# [Requirement]
Rewrite every row below with "bracket notation" swapped for "list notation", keeping everything else the same.

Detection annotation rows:
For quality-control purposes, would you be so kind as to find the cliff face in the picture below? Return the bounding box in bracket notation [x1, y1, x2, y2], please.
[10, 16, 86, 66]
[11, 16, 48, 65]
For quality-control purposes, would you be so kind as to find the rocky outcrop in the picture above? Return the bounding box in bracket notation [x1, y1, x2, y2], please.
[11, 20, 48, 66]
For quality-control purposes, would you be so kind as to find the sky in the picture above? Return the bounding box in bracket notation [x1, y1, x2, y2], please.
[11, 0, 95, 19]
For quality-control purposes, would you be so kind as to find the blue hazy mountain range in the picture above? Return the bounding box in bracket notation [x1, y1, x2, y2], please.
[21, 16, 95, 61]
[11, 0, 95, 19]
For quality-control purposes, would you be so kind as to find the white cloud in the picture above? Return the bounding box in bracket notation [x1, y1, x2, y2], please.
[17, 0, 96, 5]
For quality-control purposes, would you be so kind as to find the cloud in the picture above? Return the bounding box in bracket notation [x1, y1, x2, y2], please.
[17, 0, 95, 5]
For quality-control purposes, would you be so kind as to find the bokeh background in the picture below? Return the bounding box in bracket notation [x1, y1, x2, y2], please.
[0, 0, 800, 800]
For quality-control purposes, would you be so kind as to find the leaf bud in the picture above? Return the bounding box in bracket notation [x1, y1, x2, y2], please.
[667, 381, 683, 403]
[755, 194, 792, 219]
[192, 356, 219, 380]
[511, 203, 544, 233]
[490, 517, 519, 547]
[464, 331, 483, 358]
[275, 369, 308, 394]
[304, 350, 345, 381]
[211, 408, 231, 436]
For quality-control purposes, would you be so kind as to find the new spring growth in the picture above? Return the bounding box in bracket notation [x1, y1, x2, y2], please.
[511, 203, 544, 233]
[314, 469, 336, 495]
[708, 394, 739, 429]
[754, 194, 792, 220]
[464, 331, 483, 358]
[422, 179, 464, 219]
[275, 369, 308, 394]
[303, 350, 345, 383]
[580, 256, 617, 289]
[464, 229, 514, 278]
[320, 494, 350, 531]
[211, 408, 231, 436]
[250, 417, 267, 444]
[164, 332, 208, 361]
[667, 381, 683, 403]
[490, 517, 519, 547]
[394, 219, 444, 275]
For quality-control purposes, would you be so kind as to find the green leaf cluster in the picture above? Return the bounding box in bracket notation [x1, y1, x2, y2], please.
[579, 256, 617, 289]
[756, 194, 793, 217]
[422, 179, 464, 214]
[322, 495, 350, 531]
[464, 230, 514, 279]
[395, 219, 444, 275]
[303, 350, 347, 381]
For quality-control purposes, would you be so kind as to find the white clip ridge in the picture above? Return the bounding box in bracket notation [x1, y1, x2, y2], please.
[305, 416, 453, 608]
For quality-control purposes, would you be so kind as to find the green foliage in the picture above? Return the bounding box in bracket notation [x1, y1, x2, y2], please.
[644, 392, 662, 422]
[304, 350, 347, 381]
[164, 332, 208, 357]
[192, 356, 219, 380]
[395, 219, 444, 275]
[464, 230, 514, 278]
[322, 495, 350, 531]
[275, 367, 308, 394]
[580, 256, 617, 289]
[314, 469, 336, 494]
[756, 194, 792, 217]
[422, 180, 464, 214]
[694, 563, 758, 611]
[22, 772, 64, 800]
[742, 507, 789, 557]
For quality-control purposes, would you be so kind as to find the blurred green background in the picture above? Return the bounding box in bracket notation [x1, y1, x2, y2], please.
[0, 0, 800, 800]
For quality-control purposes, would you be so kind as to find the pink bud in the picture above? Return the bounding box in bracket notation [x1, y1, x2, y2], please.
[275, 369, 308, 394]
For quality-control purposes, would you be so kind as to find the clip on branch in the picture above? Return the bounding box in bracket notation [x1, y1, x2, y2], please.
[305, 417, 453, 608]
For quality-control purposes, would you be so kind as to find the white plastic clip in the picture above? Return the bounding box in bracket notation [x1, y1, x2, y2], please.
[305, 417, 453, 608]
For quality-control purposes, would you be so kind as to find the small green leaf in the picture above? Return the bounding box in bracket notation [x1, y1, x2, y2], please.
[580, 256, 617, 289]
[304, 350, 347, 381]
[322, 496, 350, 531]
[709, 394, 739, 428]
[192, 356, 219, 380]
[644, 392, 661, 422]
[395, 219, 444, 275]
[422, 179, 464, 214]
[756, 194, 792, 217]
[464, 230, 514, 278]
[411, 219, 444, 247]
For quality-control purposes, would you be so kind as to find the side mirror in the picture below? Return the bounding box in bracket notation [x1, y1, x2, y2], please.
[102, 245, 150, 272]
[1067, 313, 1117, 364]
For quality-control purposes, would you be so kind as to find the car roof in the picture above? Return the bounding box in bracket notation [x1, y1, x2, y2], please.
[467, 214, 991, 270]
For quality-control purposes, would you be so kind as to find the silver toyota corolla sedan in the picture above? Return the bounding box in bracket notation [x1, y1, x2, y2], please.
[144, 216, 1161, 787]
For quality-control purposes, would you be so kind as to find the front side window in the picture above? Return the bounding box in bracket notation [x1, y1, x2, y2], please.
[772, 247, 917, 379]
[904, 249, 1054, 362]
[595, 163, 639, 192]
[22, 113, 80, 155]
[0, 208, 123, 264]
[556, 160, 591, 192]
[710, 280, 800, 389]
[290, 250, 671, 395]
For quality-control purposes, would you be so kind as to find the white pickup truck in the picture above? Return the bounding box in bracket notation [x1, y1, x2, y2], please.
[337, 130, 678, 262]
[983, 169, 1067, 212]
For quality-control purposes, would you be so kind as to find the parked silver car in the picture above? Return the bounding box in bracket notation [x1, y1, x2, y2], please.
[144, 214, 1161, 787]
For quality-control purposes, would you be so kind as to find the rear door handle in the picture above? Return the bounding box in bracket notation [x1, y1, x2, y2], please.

# [Reply]
For quality-control purposes, would you be so kind as to find the cliff face in the picture below? Return the bounding box in list notation [x1, y1, x2, y2], please.
[10, 16, 86, 66]
[11, 16, 48, 65]
For quality-control purposes, would you be so kind as to find the rocky outcrop in the picture above? Return the bounding box in list notation [x1, y1, x2, y2], please.
[11, 20, 48, 66]
For quality-control purposes, would you be so kind as to find the sky in the picture above? Return the bounding box in list notation [x1, y1, x2, y2], please.
[11, 0, 95, 19]
For quality-control purposes, would you be so kind as to find the blue hazy mountain range in the picture above? Return the bounding box in list notation [x1, y1, x2, y2], please.
[21, 16, 95, 61]
[11, 0, 95, 19]
For quality-control purposes, would you be so kind as to find the white cloud in the picture above? Return the bounding box in list notation [x1, y1, x2, y2], please.
[17, 0, 96, 5]
For quality-control purposes, would you be so kind as to find the cloud in the picture above? Return the bounding box in list notation [x1, y1, x2, y2], please.
[17, 0, 95, 5]
For quality-control purposes, would you be so kind as to find the bokeh background in the picture below? Return the bounding box in list notation [x1, y1, x2, y2], please.
[0, 0, 800, 800]
For quality-control purposes, would you be so kind as to find the leaf bud in the picture above? Return the bounding box in list notation [x1, y1, x2, y2], please.
[667, 381, 683, 403]
[755, 194, 792, 219]
[192, 356, 219, 380]
[511, 203, 544, 233]
[490, 517, 519, 547]
[464, 331, 483, 358]
[275, 369, 308, 394]
[304, 350, 345, 381]
[211, 408, 231, 436]
For quality-control purposes, would you be so kind as to find the new spring growth in the picture above? Return the bounding box in list notation [x1, y1, x2, y2], please.
[511, 203, 544, 233]
[314, 469, 336, 495]
[708, 394, 739, 429]
[754, 194, 792, 220]
[464, 331, 483, 358]
[422, 179, 464, 219]
[275, 369, 308, 394]
[303, 350, 345, 383]
[580, 256, 617, 289]
[464, 229, 514, 278]
[320, 494, 350, 531]
[211, 408, 231, 436]
[250, 417, 267, 444]
[164, 332, 208, 361]
[667, 381, 683, 403]
[490, 517, 519, 547]
[394, 219, 444, 275]
For quality-control purposes, would you be so kind as to find the green leaf cluster in the picture above? Return the bounding box in list notation [x1, y1, x2, y2], please.
[579, 256, 617, 289]
[756, 194, 793, 217]
[422, 179, 464, 214]
[322, 495, 350, 531]
[464, 230, 514, 279]
[395, 219, 444, 275]
[303, 350, 347, 381]
For quality-control purposes, would you be so kind as to find the white clip ridge in the picture above? Return the bounding box in list notation [x1, y1, x2, y2], please.
[305, 416, 453, 608]
For quality-control purposes, would you be so kind as to find the green foliage in the picture above? Return the bounding box in list notation [x1, y1, x2, y2], please.
[644, 392, 662, 422]
[304, 350, 347, 381]
[164, 332, 208, 357]
[192, 356, 219, 380]
[395, 219, 444, 275]
[464, 230, 514, 278]
[322, 495, 350, 531]
[275, 367, 308, 394]
[580, 256, 617, 289]
[314, 469, 336, 494]
[756, 194, 792, 217]
[422, 180, 464, 214]
[694, 563, 758, 611]
[22, 772, 64, 800]
[742, 507, 789, 557]
For quality-control purposes, would you be so kind as to find the blurred green background in the picture above? Return the bounding box in list notation [x1, y1, x2, y2], please.
[0, 0, 800, 800]
For quality-control purposes, would you be so kind as to find the pink bud in the picture above? Return the bounding box in list notation [x1, y1, x2, y2], please.
[275, 369, 308, 394]
For quality-control purposes, would you be so kind as to find the clip on branch in the picture above? Return the bounding box in list notation [x1, y1, x2, y2], please.
[305, 417, 453, 608]
For quality-control purposes, would you be so kind as to find the white plastic clip in the picture above? Return the bounding box in list notation [x1, y1, x2, y2], please.
[305, 417, 453, 608]
For quality-control purposes, would you be so kind as to find the small green leaf in the picture above? Return the bounding box in list notation [x1, y1, x2, y2], please.
[580, 256, 617, 289]
[304, 350, 347, 381]
[322, 496, 350, 531]
[709, 394, 739, 428]
[192, 356, 219, 380]
[644, 392, 661, 422]
[395, 219, 444, 275]
[422, 179, 464, 214]
[756, 194, 792, 217]
[464, 230, 514, 278]
[411, 219, 444, 247]
For quality-control purposes, would you be so kind as to find the side mirror in the picture below? Return the bounding box in list notation [x1, y1, x2, y2], please.
[102, 245, 150, 272]
[1067, 313, 1117, 364]
For quality-control purposes, would you be so kind as to find the car roof in the picture above? Return the bounding box in list notation [x1, y1, x2, y2], please.
[467, 214, 991, 270]
For quality-control purposes, would you be so kind as to find the silver toyota corolla sedan in the picture above? Return the bounding box in list notation [x1, y1, x2, y2], please.
[144, 216, 1161, 787]
For quality-control purposes, would you be so kind as to find the front side window in the picture above? Return the bounding box in list notation [x1, y1, x2, y2], please.
[772, 247, 917, 379]
[904, 249, 1054, 362]
[595, 163, 639, 192]
[22, 113, 80, 155]
[0, 208, 123, 264]
[556, 160, 591, 192]
[710, 280, 800, 389]
[290, 250, 671, 395]
For quality-control purposes, would you be so kind as to find the white pickup truck in the picture above? Return the bounding box in list notation [x1, y1, x2, y2], please.
[337, 130, 678, 262]
[983, 169, 1067, 212]
For quality-control purposes, would you be so kind as to find the parked silver car in the picture above? Return the bounding box in list notation [x1, y1, x2, y2], please.
[144, 214, 1161, 787]
For quality-control purposes, would you be so kind as to find the rear door handle in the picture above? Return the bounding box in list notation [x1, y1, x2, y2], please.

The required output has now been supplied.